Aim>
Present the rows from the one containing "Keypoint placement: for each instance of the dirt" through the one containing "(1193, 791)" as a Markdown table with the columns Number and Content, one row per line and no blank lines.

Material for this exercise>
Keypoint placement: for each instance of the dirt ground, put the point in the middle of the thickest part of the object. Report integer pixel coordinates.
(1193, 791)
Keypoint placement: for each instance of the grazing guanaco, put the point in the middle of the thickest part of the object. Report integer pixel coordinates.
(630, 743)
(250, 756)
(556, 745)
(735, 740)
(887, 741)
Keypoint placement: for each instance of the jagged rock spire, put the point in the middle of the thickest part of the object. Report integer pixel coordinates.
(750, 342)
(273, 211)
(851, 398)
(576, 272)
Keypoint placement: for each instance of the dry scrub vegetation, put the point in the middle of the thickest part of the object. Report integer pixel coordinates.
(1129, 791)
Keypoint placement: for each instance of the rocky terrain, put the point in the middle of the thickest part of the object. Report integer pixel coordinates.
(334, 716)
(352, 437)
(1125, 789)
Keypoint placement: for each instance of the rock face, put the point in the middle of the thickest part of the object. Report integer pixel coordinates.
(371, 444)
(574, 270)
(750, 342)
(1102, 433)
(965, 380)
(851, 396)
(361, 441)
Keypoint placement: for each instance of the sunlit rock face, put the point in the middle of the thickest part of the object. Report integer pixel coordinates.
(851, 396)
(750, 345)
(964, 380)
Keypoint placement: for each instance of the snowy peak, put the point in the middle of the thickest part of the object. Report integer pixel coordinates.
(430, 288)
==
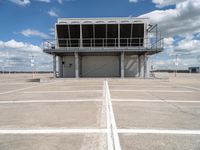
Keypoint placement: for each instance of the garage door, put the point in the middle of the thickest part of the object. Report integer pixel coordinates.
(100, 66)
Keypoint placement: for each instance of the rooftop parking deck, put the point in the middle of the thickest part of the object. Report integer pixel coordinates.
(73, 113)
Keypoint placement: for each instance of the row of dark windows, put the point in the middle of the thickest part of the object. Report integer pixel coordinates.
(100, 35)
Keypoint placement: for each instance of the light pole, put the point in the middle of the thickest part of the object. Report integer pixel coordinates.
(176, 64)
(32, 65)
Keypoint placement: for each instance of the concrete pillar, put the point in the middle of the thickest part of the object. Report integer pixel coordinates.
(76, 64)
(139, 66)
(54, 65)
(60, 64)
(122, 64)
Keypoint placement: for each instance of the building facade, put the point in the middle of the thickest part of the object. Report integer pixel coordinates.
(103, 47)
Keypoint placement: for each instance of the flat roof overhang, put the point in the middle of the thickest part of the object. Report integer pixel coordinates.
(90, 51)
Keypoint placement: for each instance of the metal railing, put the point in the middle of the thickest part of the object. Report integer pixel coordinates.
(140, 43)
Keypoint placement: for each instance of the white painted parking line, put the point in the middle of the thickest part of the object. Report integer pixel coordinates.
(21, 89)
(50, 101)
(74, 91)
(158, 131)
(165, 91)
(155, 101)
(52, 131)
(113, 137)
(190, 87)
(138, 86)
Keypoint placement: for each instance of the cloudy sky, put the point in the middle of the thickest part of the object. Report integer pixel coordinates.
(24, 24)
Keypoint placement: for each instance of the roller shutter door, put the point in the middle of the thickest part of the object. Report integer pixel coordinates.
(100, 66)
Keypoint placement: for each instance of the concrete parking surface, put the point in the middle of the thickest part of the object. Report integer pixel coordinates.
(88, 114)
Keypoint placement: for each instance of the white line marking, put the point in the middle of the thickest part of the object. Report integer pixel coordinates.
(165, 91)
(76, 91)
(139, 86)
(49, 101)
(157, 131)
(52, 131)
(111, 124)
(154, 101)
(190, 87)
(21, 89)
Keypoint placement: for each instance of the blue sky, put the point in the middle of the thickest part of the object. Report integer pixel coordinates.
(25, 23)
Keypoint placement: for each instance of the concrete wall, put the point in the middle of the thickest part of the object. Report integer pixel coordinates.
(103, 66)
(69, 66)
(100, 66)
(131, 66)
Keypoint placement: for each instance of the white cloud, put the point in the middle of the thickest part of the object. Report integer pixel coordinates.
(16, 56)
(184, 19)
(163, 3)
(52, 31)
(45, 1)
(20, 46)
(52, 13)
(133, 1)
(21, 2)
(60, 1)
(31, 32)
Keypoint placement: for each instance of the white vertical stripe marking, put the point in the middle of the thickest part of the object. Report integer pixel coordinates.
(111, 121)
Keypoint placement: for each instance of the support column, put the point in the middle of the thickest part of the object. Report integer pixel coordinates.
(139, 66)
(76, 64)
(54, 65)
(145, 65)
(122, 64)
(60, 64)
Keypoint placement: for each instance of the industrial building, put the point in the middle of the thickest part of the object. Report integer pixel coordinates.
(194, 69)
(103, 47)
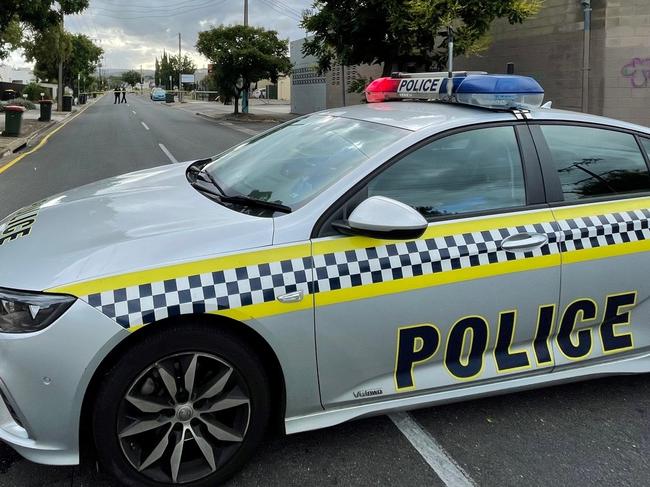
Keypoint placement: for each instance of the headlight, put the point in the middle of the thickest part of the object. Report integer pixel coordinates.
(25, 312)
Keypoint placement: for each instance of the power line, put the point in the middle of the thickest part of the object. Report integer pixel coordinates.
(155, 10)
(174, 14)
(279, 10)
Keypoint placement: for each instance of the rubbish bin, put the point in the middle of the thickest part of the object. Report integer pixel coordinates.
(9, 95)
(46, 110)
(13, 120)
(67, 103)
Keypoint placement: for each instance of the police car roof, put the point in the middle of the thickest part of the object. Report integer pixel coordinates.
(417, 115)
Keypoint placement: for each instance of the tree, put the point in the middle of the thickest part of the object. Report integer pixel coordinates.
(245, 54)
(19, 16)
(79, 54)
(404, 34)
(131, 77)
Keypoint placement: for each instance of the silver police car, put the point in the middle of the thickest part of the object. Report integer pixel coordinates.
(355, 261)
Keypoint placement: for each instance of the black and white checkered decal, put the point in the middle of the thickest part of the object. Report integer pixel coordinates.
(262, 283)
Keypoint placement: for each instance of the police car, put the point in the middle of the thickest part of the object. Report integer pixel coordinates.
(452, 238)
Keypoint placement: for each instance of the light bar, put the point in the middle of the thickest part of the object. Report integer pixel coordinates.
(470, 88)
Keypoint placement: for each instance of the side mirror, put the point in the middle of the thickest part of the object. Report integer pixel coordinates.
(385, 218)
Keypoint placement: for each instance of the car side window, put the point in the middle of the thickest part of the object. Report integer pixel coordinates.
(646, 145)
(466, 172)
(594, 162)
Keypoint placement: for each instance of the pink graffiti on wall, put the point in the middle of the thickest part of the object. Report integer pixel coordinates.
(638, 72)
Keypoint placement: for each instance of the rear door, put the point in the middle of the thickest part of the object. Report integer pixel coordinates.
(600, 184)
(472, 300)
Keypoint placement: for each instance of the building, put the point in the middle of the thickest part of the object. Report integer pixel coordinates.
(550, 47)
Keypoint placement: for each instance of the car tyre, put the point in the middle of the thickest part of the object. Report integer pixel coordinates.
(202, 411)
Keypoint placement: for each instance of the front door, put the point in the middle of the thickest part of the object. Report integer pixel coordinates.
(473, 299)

Output of the exercise>
| Number | Content |
|---|---|
| 1 | Keypoint placement: for each instance of the dirt ground, put the point in the middle of the thickest part of the object. Report integer pixel coordinates. |
| 2 | (1193, 791) |